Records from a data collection
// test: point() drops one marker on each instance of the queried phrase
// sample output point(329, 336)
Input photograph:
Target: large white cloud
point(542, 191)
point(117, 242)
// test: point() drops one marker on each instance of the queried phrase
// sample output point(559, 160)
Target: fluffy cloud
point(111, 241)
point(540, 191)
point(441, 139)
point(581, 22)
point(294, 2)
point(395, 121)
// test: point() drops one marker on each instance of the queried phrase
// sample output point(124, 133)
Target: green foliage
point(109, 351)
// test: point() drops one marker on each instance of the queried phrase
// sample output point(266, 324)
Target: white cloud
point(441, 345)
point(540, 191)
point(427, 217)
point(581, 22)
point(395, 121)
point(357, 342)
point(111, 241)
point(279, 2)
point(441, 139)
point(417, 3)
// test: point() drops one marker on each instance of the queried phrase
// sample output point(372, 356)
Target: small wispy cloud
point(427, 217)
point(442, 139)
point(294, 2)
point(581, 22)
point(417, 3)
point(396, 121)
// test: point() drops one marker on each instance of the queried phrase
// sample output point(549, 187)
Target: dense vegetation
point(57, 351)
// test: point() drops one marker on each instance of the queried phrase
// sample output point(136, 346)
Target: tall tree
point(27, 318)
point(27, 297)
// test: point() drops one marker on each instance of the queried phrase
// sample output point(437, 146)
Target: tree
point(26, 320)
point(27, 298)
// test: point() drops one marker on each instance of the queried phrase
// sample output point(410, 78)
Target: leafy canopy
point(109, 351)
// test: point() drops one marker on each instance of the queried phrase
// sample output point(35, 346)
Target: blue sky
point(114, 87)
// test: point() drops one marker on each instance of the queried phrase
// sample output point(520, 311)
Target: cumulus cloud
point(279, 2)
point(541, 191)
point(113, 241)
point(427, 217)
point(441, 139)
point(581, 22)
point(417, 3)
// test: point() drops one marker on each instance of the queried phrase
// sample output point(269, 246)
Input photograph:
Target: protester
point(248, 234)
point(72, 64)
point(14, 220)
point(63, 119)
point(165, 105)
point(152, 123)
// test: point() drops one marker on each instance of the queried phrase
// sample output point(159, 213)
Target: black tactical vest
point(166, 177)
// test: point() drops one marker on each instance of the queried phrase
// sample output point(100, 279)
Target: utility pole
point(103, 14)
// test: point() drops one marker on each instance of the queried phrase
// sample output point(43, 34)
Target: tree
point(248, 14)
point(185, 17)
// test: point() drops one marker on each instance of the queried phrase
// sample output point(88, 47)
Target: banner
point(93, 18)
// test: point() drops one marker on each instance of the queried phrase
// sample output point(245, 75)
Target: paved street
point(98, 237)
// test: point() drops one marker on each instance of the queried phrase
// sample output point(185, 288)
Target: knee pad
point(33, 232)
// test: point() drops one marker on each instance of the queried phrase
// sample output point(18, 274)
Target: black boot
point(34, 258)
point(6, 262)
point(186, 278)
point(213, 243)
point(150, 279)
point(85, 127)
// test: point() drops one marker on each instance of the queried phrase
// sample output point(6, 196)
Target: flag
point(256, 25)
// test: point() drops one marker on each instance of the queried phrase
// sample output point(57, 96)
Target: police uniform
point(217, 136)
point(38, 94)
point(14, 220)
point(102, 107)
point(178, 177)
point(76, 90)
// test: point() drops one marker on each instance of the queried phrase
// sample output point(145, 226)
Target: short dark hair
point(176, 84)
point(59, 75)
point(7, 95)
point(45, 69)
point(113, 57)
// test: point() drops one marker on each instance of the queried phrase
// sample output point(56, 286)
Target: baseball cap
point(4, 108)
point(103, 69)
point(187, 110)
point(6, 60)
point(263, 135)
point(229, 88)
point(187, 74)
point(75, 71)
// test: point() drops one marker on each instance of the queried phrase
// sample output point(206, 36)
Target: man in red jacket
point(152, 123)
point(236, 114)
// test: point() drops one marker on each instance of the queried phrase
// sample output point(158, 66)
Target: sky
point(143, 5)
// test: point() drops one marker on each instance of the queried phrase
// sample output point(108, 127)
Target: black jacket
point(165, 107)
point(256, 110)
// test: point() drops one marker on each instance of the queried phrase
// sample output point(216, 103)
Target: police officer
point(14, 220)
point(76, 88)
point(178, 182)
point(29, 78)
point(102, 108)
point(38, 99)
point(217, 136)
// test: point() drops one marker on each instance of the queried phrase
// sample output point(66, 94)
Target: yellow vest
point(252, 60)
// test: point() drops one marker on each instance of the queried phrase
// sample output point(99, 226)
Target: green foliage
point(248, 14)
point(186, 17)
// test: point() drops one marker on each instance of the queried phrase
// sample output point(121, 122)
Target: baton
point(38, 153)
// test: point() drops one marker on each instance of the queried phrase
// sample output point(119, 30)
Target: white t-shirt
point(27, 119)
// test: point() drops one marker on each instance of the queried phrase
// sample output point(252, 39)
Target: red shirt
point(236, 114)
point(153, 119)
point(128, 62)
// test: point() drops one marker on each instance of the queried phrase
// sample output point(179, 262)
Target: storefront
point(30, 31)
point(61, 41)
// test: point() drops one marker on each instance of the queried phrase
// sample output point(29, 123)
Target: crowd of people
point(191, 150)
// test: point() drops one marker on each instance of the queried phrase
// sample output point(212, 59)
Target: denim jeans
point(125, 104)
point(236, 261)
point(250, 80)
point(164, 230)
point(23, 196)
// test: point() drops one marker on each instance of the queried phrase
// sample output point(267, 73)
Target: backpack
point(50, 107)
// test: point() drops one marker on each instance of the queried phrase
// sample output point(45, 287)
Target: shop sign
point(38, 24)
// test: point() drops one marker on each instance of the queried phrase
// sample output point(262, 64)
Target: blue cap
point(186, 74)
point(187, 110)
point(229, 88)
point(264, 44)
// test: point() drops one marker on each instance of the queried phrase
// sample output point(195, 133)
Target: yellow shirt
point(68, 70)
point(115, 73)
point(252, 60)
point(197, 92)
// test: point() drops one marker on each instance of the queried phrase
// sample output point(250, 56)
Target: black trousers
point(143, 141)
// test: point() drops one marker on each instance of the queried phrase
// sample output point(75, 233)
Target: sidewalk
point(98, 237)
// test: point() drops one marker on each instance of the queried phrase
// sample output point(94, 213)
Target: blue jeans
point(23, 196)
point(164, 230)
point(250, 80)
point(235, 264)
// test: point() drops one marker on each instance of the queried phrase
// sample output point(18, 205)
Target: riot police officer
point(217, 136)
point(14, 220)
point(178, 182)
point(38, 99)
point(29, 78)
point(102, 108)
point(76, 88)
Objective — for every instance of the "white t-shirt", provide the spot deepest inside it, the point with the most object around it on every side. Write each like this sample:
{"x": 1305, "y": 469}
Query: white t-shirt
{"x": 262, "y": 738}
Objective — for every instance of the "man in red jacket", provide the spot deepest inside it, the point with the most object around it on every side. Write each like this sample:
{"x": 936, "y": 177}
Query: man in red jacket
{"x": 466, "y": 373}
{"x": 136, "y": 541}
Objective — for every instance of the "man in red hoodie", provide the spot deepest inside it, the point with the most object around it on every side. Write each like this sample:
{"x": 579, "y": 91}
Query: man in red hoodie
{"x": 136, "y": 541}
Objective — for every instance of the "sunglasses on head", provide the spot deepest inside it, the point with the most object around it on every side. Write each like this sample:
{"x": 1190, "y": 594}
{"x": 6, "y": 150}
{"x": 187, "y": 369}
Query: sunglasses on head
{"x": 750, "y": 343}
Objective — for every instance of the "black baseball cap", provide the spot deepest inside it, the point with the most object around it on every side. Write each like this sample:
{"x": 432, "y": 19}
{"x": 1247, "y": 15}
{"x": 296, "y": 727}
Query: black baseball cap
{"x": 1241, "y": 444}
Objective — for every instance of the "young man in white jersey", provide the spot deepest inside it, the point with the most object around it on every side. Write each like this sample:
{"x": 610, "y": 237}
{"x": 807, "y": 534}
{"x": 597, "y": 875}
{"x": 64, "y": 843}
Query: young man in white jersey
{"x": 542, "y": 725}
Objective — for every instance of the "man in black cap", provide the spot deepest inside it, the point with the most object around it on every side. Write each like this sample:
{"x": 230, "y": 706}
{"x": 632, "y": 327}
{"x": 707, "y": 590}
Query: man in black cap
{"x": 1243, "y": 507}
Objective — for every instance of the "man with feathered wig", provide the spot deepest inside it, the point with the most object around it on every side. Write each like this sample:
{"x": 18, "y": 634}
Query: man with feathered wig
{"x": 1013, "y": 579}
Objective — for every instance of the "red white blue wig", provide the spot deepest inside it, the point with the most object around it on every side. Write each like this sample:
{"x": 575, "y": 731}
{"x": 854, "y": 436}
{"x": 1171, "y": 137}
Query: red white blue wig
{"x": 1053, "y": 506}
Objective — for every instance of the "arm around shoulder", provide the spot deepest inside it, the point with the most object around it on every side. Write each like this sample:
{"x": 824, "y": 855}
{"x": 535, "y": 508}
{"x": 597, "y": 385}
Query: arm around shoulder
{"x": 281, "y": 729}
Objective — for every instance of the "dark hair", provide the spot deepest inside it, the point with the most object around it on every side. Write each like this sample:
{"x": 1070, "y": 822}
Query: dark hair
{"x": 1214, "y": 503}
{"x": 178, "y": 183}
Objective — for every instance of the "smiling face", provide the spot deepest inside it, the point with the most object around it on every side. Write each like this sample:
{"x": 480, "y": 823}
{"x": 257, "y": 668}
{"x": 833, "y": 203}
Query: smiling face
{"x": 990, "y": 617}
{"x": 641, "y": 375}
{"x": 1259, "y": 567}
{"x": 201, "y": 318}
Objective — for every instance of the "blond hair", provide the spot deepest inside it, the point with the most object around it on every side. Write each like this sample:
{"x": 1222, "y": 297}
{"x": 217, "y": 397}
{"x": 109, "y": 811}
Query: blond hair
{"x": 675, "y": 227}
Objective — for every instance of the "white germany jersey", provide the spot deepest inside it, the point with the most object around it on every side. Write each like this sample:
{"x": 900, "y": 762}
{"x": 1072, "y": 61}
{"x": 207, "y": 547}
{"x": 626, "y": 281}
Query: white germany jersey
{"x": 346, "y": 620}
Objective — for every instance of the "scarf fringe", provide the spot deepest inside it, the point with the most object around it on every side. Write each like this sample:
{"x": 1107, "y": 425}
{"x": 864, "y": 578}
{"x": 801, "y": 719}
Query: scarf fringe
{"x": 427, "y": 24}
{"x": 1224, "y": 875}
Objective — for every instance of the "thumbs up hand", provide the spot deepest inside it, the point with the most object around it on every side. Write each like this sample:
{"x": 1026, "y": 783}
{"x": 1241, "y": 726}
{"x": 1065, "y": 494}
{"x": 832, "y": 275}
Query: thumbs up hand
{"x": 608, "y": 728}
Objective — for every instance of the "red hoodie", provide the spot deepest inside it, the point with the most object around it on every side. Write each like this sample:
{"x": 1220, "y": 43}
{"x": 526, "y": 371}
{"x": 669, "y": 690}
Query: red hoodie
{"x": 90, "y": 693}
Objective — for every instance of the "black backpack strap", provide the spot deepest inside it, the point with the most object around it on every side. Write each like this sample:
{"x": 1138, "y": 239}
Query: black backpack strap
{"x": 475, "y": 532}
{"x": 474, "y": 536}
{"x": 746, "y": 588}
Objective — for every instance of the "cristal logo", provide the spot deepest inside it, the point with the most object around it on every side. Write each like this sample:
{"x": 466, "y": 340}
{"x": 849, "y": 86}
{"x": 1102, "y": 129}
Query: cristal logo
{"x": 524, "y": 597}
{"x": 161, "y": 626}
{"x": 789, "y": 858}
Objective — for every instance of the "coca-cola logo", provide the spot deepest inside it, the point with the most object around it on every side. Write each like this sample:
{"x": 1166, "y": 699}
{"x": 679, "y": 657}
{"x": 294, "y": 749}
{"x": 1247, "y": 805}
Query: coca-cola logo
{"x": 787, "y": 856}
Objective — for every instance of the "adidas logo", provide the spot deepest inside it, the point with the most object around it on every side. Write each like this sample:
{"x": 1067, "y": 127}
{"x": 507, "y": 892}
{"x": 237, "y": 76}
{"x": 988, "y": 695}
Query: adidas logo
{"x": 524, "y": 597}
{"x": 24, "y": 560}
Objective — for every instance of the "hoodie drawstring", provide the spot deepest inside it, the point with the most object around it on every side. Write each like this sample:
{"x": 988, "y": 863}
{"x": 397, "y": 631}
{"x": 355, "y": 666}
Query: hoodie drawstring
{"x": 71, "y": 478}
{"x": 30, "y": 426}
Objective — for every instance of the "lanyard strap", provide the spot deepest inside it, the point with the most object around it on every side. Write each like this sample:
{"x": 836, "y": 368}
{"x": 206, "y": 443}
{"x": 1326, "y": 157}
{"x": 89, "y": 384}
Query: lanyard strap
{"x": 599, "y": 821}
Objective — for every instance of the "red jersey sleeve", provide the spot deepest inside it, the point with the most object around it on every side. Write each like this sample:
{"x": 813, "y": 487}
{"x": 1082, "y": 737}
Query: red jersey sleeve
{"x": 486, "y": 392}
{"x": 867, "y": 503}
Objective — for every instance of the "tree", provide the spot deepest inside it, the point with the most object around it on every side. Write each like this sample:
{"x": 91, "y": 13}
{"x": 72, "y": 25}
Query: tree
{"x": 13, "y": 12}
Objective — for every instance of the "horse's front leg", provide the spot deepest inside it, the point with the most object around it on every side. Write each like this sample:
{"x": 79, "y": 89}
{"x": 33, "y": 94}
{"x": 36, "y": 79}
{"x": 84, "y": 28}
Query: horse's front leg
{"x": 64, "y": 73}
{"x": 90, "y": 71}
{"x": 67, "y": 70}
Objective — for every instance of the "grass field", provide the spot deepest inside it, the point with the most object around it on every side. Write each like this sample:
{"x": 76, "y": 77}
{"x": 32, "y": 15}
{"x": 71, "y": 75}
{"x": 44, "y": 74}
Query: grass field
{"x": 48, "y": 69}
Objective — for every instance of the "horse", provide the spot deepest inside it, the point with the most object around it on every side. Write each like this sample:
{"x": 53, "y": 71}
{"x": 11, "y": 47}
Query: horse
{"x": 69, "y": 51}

▶ [Objective] Pull out every line above that contains the string "baseball". Matches are case-sensitive.

▶ [Response for this exercise]
Target: baseball cap
Objective — for every instance of the "black baseball cap", provide the spot deepest inside it, the point with the most object around it on every side. Write each like this sample:
Query: black baseball cap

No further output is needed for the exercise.